Records from a data collection:
□ □ □ □ □

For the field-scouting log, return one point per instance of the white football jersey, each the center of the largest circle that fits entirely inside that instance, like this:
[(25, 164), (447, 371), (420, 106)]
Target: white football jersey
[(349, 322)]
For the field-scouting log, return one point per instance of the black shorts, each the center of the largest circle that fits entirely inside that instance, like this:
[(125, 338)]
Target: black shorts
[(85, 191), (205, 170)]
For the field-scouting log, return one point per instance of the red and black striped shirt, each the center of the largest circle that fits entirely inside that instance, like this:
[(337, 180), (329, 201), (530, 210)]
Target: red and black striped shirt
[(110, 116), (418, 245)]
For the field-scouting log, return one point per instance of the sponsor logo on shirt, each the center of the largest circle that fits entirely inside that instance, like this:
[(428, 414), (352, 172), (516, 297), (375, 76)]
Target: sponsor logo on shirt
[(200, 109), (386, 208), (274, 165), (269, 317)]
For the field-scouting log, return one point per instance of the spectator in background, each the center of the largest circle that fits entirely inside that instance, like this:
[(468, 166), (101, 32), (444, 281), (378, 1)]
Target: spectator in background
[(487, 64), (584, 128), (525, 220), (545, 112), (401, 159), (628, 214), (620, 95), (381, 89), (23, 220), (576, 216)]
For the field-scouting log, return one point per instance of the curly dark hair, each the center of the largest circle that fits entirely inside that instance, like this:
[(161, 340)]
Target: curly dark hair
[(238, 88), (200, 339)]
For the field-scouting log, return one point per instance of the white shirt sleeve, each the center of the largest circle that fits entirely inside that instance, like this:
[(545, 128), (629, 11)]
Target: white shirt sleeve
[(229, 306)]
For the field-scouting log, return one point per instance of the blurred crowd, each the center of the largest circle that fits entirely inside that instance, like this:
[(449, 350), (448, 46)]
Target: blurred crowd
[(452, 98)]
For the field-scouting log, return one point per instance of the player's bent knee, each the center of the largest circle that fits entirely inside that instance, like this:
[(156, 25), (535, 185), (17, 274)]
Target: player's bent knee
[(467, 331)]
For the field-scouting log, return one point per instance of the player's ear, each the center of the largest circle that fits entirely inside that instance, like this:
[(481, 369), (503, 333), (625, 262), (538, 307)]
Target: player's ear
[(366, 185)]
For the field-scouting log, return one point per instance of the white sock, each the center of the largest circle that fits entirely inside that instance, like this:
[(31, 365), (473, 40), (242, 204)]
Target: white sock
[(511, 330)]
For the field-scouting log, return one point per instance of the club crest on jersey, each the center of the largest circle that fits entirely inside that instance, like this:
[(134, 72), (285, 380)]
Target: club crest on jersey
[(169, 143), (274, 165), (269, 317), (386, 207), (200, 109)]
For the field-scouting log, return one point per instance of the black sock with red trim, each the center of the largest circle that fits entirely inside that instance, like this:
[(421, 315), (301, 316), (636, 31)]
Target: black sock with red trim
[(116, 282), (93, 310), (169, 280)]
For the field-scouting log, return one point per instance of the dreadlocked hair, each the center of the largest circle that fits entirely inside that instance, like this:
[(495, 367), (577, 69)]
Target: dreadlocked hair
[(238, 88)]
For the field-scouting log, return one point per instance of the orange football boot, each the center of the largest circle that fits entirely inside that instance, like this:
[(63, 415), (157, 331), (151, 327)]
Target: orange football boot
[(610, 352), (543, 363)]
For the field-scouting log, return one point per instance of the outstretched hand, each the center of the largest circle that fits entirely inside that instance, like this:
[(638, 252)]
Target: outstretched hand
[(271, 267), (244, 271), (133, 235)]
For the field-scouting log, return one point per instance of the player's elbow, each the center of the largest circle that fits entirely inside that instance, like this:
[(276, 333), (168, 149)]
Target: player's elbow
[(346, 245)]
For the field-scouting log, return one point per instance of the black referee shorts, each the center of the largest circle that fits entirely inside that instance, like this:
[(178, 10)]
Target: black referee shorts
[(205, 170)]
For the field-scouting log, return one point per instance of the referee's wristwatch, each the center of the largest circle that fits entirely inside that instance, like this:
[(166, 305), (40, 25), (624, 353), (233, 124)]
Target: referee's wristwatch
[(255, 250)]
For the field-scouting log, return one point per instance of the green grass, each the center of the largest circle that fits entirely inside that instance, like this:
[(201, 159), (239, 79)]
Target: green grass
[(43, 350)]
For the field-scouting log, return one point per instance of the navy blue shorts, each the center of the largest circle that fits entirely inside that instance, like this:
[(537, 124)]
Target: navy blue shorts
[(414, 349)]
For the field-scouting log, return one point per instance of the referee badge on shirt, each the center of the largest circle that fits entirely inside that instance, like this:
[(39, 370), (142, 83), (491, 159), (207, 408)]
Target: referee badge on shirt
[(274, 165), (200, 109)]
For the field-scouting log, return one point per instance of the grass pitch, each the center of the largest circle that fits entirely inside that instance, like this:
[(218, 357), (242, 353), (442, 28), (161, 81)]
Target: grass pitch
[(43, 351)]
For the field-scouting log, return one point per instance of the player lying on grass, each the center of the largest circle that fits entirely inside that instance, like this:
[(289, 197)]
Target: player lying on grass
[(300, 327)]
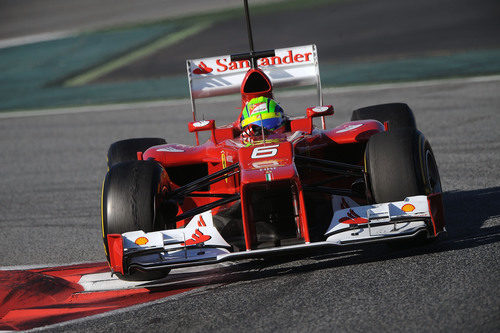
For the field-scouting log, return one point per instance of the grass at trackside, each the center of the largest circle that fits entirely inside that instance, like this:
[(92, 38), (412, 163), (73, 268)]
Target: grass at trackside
[(32, 76), (459, 65)]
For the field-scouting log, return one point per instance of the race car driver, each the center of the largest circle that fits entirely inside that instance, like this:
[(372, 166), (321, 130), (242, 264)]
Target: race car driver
[(261, 114)]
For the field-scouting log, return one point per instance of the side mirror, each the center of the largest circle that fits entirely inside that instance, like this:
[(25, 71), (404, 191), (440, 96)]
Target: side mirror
[(319, 111), (201, 125)]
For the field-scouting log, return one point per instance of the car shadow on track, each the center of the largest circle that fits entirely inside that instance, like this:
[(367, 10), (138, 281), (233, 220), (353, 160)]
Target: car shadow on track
[(472, 219)]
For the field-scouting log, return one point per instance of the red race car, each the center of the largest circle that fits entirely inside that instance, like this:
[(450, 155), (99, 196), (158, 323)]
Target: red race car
[(267, 184)]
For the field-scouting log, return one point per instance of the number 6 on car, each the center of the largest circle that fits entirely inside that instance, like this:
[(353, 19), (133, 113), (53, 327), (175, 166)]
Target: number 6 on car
[(266, 151)]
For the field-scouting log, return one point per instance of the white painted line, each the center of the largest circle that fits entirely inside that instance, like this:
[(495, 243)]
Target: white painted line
[(30, 39), (290, 93), (39, 266), (124, 310)]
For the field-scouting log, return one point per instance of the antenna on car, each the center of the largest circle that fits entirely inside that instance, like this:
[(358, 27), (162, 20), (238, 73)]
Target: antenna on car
[(253, 55), (253, 61)]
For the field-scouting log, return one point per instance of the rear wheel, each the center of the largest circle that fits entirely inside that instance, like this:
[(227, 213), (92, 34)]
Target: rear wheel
[(131, 200), (400, 163), (398, 115), (126, 150)]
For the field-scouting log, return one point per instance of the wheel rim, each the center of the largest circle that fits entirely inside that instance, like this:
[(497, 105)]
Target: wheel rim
[(433, 179)]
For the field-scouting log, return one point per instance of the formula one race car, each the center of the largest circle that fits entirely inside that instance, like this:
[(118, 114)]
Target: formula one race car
[(267, 184)]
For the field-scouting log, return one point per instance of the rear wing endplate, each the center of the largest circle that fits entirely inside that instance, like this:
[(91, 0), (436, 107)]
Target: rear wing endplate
[(217, 76)]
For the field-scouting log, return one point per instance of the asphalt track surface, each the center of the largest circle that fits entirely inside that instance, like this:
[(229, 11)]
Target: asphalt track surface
[(34, 17), (52, 167)]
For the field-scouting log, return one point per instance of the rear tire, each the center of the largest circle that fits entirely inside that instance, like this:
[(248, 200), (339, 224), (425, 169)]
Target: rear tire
[(398, 115), (126, 150), (400, 163), (131, 198)]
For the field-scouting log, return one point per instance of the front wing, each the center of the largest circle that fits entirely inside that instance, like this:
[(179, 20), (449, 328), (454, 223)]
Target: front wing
[(200, 242)]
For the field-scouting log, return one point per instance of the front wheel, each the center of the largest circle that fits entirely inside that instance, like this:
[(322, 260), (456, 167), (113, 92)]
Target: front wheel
[(131, 200)]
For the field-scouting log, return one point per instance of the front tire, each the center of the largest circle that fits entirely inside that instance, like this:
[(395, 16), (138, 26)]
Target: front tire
[(131, 200)]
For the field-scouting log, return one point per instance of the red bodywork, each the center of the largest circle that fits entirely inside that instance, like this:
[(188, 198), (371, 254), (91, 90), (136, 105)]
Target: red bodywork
[(268, 164)]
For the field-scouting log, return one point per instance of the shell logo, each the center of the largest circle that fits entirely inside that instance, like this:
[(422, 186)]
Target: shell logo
[(141, 241), (408, 208)]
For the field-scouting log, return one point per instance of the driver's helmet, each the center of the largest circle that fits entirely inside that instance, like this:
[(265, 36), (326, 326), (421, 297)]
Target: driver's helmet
[(264, 113)]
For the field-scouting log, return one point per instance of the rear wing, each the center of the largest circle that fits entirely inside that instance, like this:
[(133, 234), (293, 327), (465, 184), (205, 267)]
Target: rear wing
[(216, 76)]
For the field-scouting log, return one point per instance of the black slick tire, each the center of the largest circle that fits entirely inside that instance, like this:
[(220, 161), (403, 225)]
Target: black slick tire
[(131, 197), (398, 115), (126, 150), (400, 163)]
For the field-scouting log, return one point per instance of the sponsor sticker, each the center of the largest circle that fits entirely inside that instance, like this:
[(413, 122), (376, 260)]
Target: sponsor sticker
[(141, 241), (408, 208), (349, 128), (201, 123), (320, 108)]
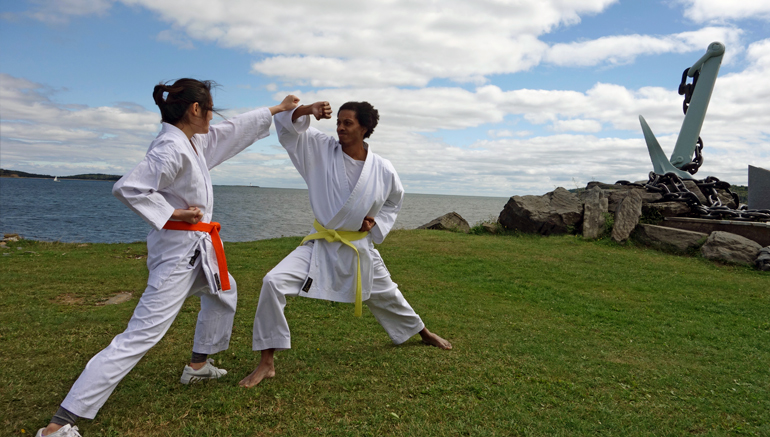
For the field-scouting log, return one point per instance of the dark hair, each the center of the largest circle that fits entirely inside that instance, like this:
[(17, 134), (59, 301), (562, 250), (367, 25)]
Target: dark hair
[(366, 115), (182, 94)]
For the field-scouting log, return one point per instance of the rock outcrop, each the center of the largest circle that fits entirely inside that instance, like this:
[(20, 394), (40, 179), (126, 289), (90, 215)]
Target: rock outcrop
[(672, 239), (627, 216), (557, 212), (732, 248), (448, 222), (594, 210)]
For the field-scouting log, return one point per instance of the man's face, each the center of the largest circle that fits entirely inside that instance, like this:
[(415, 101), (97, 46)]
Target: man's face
[(349, 131)]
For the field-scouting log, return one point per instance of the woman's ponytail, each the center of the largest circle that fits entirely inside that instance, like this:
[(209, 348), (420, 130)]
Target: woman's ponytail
[(182, 94)]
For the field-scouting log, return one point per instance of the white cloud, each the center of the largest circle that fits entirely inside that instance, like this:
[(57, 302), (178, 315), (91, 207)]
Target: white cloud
[(389, 43), (720, 11), (624, 49), (37, 131), (175, 38)]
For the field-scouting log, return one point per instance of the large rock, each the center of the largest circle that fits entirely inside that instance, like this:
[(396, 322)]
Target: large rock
[(616, 196), (668, 209), (673, 239), (552, 213), (594, 208), (693, 187), (627, 216), (724, 246), (448, 222)]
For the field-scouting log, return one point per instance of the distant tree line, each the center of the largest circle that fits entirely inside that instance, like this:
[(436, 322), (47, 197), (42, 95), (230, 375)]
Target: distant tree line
[(88, 176)]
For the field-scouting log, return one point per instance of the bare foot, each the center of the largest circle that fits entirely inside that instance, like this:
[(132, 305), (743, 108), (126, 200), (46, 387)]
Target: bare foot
[(265, 369), (434, 340)]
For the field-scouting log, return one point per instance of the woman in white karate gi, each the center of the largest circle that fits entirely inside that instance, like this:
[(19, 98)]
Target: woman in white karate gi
[(355, 196), (171, 190)]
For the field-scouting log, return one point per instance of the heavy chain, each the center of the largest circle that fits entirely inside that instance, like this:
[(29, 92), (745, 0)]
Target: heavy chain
[(673, 188), (686, 90)]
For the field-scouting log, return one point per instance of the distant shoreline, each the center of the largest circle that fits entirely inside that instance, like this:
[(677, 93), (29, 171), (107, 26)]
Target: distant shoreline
[(16, 174)]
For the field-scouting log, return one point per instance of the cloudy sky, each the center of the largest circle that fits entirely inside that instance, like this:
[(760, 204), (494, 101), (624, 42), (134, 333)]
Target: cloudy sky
[(483, 97)]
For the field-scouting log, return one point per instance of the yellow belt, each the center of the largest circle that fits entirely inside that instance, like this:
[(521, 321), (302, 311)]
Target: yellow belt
[(344, 237)]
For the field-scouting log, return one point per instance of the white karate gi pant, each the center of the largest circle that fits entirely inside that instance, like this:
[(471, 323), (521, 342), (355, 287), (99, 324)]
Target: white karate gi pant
[(387, 304), (156, 310)]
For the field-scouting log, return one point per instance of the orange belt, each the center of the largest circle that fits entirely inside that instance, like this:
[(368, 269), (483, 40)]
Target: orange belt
[(213, 229)]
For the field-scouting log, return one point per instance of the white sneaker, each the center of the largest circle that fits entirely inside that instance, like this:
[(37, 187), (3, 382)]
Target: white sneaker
[(208, 371), (65, 431)]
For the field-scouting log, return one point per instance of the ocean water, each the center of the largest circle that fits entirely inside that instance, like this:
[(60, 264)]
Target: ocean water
[(86, 211)]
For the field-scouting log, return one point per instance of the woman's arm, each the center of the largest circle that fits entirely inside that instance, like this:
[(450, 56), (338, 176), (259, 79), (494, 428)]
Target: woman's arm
[(318, 109)]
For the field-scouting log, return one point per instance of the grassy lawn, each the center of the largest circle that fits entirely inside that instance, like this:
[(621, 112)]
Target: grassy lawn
[(552, 337)]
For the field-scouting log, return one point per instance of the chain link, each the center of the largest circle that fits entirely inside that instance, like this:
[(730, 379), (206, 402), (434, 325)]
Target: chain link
[(673, 188), (686, 90)]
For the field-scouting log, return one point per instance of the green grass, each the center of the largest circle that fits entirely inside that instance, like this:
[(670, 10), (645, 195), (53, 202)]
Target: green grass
[(552, 336)]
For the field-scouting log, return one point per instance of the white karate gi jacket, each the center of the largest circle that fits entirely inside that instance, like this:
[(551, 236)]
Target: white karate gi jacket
[(378, 193), (172, 176)]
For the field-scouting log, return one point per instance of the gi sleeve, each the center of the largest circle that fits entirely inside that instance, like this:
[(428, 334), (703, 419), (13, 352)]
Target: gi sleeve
[(139, 188), (230, 137), (386, 218)]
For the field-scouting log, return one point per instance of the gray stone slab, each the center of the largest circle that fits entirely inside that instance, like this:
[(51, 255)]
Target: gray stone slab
[(759, 188)]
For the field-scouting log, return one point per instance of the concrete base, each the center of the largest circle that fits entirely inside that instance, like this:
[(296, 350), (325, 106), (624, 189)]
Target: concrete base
[(756, 231)]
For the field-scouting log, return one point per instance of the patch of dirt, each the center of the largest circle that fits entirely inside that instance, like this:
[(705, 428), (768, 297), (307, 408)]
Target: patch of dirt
[(69, 299), (120, 297)]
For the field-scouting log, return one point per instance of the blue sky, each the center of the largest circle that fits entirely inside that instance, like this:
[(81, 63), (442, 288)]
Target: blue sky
[(490, 98)]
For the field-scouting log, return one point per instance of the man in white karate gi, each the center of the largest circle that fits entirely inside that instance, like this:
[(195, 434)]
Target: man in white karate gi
[(355, 196)]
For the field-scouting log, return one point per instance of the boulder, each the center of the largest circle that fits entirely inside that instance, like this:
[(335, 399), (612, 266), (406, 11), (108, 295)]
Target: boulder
[(763, 260), (448, 222), (627, 216), (552, 213), (690, 185), (594, 208), (615, 197), (668, 209), (724, 246), (673, 239)]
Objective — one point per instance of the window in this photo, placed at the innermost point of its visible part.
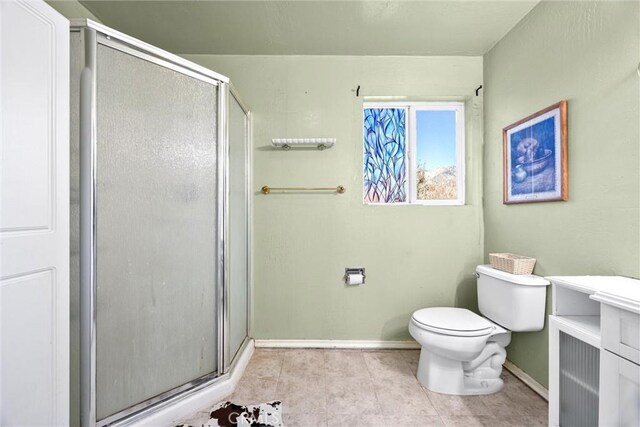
(414, 153)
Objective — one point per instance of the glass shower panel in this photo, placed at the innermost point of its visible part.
(156, 230)
(238, 226)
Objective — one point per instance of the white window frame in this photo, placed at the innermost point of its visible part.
(411, 165)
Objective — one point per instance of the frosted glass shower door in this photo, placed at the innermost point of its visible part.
(156, 219)
(239, 273)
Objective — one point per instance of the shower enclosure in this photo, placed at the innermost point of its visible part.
(160, 213)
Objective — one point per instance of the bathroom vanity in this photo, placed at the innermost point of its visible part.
(594, 351)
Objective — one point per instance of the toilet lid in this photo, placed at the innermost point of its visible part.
(452, 319)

□ □ □ □ □

#### [ABOUT THIS TASK]
Every line above from the line with "Target: white karate gi jacket" to the line with "of the patch", inclusive, must be returned exactly; no other line belongs in the reply.

#### [SOLUTION BELOW]
Target: white karate gi jacket
[(378, 193), (172, 176)]
For the field-scouting log, return one point per instance of the gi sleeve, each the center of the largest circle that fits entirely inside that instance, like this:
[(428, 334), (703, 419), (13, 352)]
Target: gi sleeve
[(139, 188), (230, 137), (386, 218)]
For the field-scouting log, return one point per instance of the gray stone slab, each the center of the largest circle that fits entirely inside that instance, like this:
[(51, 255)]
Target: gray stone slab
[(759, 188)]
For the field-scouting log, return one point per instance of the concrete base, each the center of the largest circle that fits entirely inside that instance, like this:
[(296, 350), (325, 106), (624, 189)]
Target: concrete base
[(756, 231)]
For the field-scouting log, return one point per instance of the patch of dirt, each the center of the largest circle that fits entirely inside that instance, like this:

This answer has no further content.